**** Entries provided ****
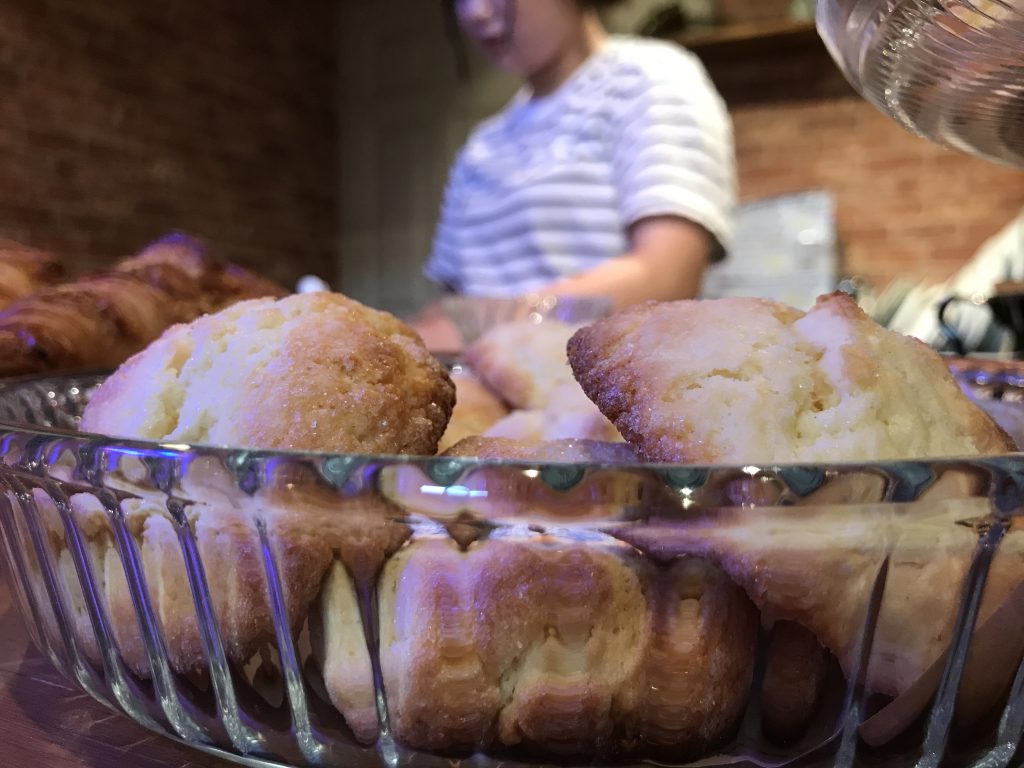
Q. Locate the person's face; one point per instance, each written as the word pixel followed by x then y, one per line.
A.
pixel 521 37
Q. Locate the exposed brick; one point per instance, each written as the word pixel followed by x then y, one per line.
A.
pixel 906 208
pixel 123 120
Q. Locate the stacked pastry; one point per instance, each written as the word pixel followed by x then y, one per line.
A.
pixel 571 638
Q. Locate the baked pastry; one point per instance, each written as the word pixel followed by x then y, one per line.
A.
pixel 523 361
pixel 749 381
pixel 310 372
pixel 821 566
pixel 525 364
pixel 599 650
pixel 327 374
pixel 99 321
pixel 476 410
pixel 24 270
pixel 495 493
pixel 567 415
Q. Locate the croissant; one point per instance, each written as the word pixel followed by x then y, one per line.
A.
pixel 24 270
pixel 100 321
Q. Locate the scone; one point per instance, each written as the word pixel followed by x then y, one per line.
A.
pixel 822 567
pixel 476 410
pixel 748 381
pixel 311 372
pixel 523 361
pixel 597 651
pixel 525 364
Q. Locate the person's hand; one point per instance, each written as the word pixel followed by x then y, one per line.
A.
pixel 666 261
pixel 437 331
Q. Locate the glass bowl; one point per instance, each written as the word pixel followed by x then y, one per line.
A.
pixel 308 609
pixel 949 70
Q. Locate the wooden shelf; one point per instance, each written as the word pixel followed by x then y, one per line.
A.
pixel 767 62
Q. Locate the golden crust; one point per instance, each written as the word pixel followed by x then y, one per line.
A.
pixel 24 270
pixel 476 410
pixel 569 450
pixel 796 666
pixel 598 646
pixel 313 372
pixel 741 381
pixel 524 363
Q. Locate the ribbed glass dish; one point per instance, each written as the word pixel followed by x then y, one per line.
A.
pixel 343 610
pixel 948 70
pixel 473 315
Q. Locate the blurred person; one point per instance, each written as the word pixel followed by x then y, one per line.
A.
pixel 609 173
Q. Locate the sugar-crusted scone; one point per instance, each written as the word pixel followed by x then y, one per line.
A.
pixel 747 381
pixel 599 648
pixel 525 364
pixel 476 410
pixel 523 361
pixel 311 372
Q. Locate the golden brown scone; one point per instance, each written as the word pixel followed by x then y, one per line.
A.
pixel 476 410
pixel 507 493
pixel 99 321
pixel 312 535
pixel 747 381
pixel 310 372
pixel 24 270
pixel 796 667
pixel 565 451
pixel 229 548
pixel 523 361
pixel 568 664
pixel 525 364
pixel 348 675
pixel 818 566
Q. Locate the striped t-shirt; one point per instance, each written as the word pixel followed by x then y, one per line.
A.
pixel 549 186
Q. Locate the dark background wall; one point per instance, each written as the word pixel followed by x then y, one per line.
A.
pixel 121 120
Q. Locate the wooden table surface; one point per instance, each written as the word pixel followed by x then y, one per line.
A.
pixel 46 722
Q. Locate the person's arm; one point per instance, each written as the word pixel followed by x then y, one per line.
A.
pixel 666 262
pixel 675 180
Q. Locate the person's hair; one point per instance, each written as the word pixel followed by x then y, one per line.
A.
pixel 452 30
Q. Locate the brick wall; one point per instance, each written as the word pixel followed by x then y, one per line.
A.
pixel 906 207
pixel 121 120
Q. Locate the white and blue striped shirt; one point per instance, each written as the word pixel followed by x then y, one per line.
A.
pixel 549 186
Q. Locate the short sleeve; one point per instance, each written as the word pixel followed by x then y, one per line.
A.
pixel 674 153
pixel 442 266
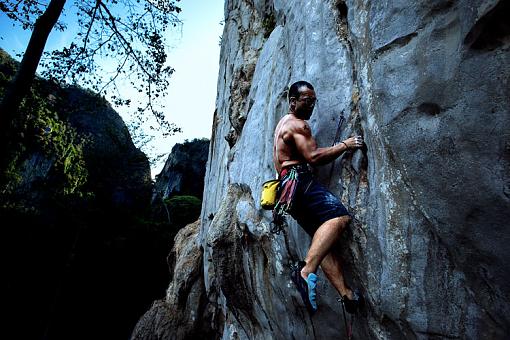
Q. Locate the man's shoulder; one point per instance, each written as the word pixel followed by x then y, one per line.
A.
pixel 293 123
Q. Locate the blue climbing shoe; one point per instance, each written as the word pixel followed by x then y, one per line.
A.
pixel 307 288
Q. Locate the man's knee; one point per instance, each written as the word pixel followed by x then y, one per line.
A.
pixel 343 221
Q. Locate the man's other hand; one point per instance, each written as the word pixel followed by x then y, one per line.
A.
pixel 355 142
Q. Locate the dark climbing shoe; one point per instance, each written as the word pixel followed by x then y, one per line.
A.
pixel 353 306
pixel 307 288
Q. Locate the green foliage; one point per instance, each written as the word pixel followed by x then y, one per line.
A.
pixel 183 209
pixel 43 131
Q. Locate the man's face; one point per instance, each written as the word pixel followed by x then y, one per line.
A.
pixel 305 103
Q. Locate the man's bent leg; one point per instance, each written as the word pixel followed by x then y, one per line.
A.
pixel 322 242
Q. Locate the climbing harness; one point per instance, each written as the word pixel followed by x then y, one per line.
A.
pixel 289 182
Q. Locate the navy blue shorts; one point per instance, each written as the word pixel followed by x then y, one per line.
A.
pixel 313 204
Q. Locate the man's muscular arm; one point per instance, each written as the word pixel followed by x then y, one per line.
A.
pixel 307 147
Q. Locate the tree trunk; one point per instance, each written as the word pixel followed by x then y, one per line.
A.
pixel 20 85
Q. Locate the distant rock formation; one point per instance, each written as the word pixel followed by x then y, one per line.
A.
pixel 426 84
pixel 184 170
pixel 77 262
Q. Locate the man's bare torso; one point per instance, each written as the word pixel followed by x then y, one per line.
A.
pixel 285 152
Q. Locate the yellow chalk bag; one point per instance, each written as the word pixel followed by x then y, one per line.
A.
pixel 269 192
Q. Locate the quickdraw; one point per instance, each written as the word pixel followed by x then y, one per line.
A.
pixel 284 202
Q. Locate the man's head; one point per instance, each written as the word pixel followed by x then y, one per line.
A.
pixel 302 99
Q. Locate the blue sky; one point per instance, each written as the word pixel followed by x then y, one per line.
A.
pixel 194 54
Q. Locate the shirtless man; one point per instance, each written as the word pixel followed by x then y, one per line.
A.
pixel 316 209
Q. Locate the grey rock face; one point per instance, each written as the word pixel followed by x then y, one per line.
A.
pixel 427 85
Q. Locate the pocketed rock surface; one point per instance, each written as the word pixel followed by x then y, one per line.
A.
pixel 427 86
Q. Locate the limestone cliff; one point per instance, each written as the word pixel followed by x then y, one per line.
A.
pixel 427 85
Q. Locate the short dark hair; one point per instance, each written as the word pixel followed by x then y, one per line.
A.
pixel 294 88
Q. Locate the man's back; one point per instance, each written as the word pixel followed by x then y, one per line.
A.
pixel 285 151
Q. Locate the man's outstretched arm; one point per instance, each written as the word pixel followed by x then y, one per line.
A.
pixel 314 155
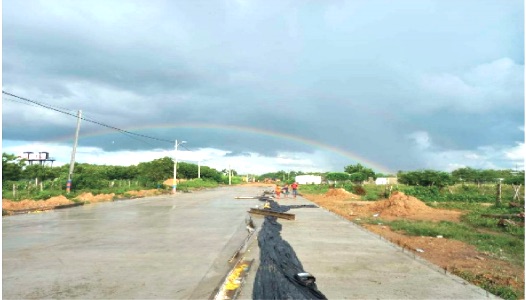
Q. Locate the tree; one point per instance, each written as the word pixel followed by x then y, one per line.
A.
pixel 337 176
pixel 425 178
pixel 11 167
pixel 359 173
pixel 40 172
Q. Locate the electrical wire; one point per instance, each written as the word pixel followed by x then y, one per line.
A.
pixel 126 132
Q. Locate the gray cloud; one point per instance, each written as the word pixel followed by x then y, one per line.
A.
pixel 362 77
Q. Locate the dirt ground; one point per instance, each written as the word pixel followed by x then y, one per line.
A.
pixel 451 255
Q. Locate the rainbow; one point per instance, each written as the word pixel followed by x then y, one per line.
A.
pixel 244 129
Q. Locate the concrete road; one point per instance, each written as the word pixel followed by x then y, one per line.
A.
pixel 152 248
pixel 178 247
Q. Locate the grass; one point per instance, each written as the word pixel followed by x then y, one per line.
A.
pixel 495 242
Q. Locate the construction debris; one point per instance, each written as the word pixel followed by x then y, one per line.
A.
pixel 272 213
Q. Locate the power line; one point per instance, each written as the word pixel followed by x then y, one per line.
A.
pixel 88 120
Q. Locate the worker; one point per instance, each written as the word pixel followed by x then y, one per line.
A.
pixel 294 187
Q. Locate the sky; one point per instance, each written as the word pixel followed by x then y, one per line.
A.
pixel 263 86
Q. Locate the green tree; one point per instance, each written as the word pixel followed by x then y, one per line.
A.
pixel 425 178
pixel 41 172
pixel 337 176
pixel 359 173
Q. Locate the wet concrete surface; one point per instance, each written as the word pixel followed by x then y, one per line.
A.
pixel 352 263
pixel 152 248
pixel 178 247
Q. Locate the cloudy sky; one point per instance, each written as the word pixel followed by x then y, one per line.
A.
pixel 267 85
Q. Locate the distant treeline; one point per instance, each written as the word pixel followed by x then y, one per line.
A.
pixel 359 174
pixel 154 173
pixel 85 176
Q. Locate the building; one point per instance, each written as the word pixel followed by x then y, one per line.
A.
pixel 386 180
pixel 308 179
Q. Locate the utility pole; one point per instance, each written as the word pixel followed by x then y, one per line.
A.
pixel 499 193
pixel 72 162
pixel 174 184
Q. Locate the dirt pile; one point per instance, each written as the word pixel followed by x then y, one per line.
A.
pixel 400 205
pixel 30 204
pixel 340 193
pixel 89 197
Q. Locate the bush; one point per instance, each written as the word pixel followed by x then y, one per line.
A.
pixel 359 190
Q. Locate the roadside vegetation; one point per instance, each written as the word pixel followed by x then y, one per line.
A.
pixel 36 182
pixel 494 227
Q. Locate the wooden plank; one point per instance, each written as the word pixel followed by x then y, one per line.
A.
pixel 266 212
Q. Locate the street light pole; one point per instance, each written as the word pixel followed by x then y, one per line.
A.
pixel 174 183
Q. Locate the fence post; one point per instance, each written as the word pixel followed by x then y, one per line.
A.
pixel 499 193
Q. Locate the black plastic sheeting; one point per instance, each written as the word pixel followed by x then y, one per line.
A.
pixel 277 275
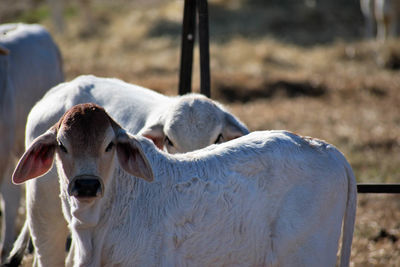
****
_Aim of the task_
Transcribe the records verbatim, beginning at the line that contains "Q. Locate the man's knee;" and stopping after the line that contains "pixel 285 152", with both of those lines included.

_The response_
Q. Locate the man's knee; one point per instance, each written as the word pixel followed by x then y, one per line.
A.
pixel 343 221
Q. Locate the man's other hand; one point per instance, each written as the word pixel followed by x then y, one per line.
A.
pixel 355 142
Q. Locate the dark climbing shoe; one point per instance, each written as the word pixel followed by x then y, one per line.
A.
pixel 353 306
pixel 307 288
Q. Locate the green foliage; one point per instance, each written as the word pixel followed by x then y, one per line.
A.
pixel 183 209
pixel 43 131
Q. Locate the man's face; one point per instance, each written as the word pixel followed by x then y, one per line.
A.
pixel 305 103
Q. Locate the man's bent leg; one point per instance, each written as the word pixel followed by x then y, one per line.
A.
pixel 322 242
Q. Locate the climbing harness; one point per instance, each written as the word pixel followed by x then y, one per line.
A.
pixel 289 182
Q. Locate the navy blue shorts; one point per instance, each written as the word pixel followed by x then y, one per line.
A.
pixel 313 204
Q. Locate the man's muscular arm; one point per instance, each written as the word pixel followed by x then y, one per line.
A.
pixel 307 147
Q. Locate the tree trunk; one point per instance, each written as the word pixel followed by x then y, one per line.
A.
pixel 20 85
Q. Locate the distant rock formation; one point per instance, each written as the word pixel followed by x then y, one per line.
A.
pixel 426 84
pixel 184 170
pixel 77 262
Q. Locate the man's bare torso; one point per instance, each written as the word pixel followed by x then y, one per line.
A.
pixel 285 152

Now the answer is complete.